課題の条件:
ウサギの骨折症例の記事について、次の問いに答えてください。
(a) 約3ヶ月齢のときの骨折は、どのような方法で治療されたか。
(b) 来院時のX線検査で、尺骨はどのような骨折をしていたか。
(c) 骨髄の中に通したピンの太さは何mmか。

文書の抜粋:
ウサギ、1歳齢 メスの症例です。
昨晩左前肢を痛め、他院にて骨折との診断を受け、当院を受診されました。
この症例は約3ヶ月齢の時に同じ部位を骨折し、外固定(ギプス固定)にて治療した経歴がありました。
来院時の一般状態は良好で、当院でのX線検査でも左前肢の橈骨尺骨の骨折を認めました。尺骨は粉砕骨折をしていました。開放骨折(皮膚から骨が飛び出すこと)はありませんでしたが、今後その可能性は高い状態でした。
すでに一度骨折した部位であり、おそらく変形癒合が生じていること、開放骨折となり感染壊死のリスクから外固定では治癒困難と考え外科的な整復固定を試みました。
慎重に骨折部位を露出し、骨が砕けてしまわない様に0.6mmという非常に細いピンを骨髄の中に通していきます。
橈骨、尺骨それぞれにピンを通して、そのピンを軸に骨折端を合わせていきます。今回は骨自体が非常に細く、かつ以前の骨折の影響から骨自体が歪んでいました。特に橈骨の変形は強く、また尺骨は粉砕していたため、それぞれの完全な整復は困難と判断しました。よってピンを両側に挿入することで固定力を少しでも確保しました。
ピン自体は非常に細いため、外固定による補強も行いました。
徐々に外固定を簡略化しながら経過を見ていきました。若干の湾曲が生じているものの開放骨折などの断脚を選択しなければならない事態は避けられており、痛みなどからの一般状態の低下もなく過ごせました。
現在は外固定も外すことができ、日常生活を問題なく過ごせています。

情報:
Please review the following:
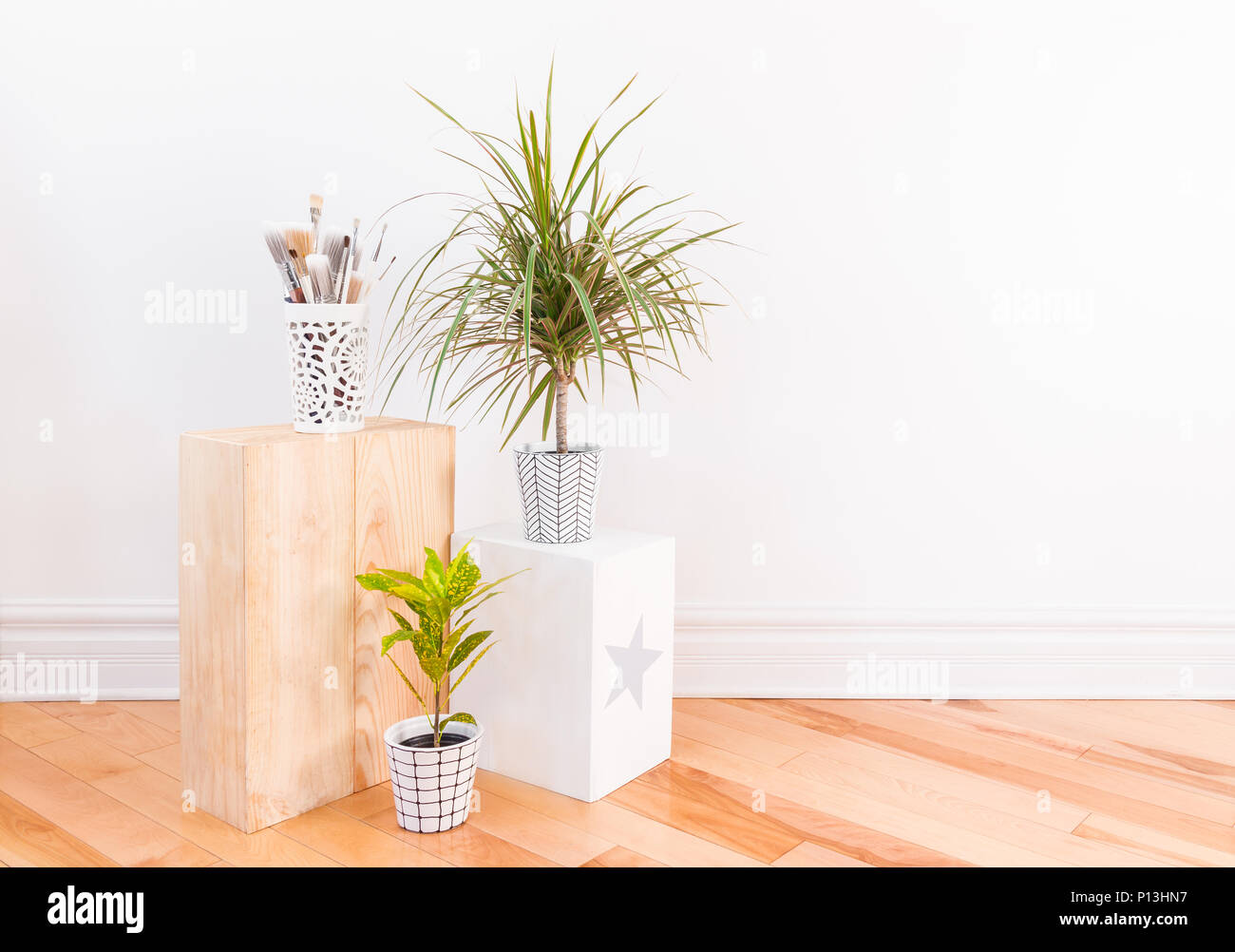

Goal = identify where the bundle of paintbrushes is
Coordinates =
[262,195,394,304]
...
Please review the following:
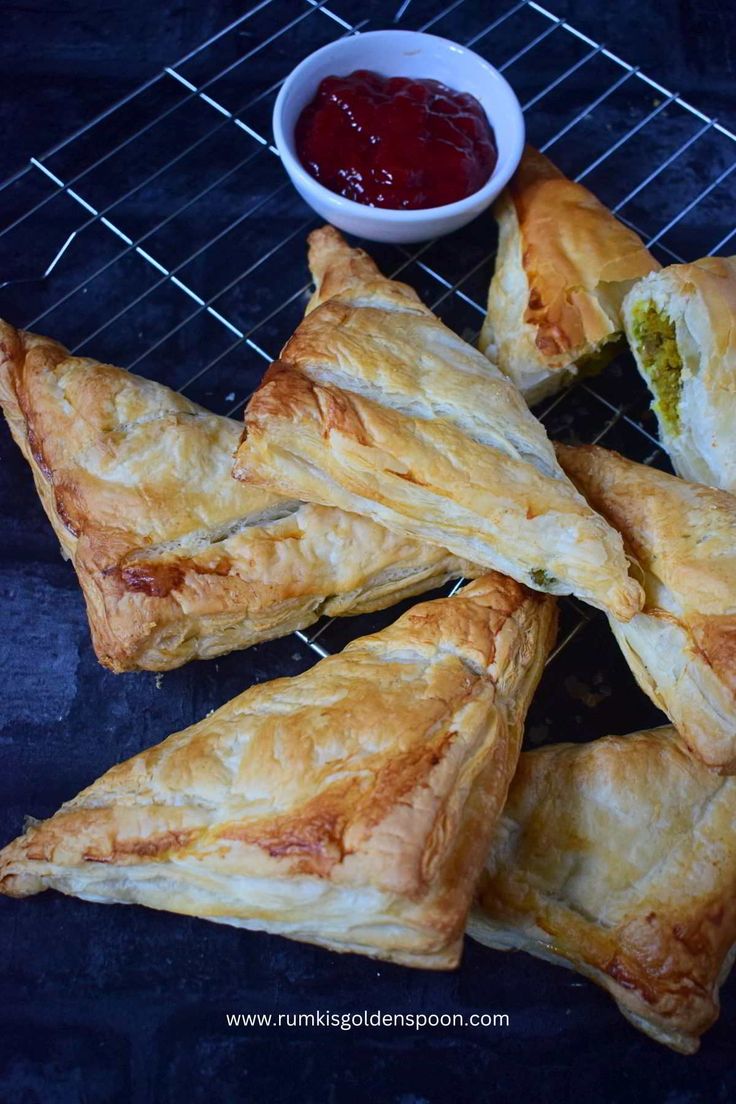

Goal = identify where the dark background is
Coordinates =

想定解答:
(a) 外固定(ギプス固定)
(b) 粉砕骨折
(c) 0.6mm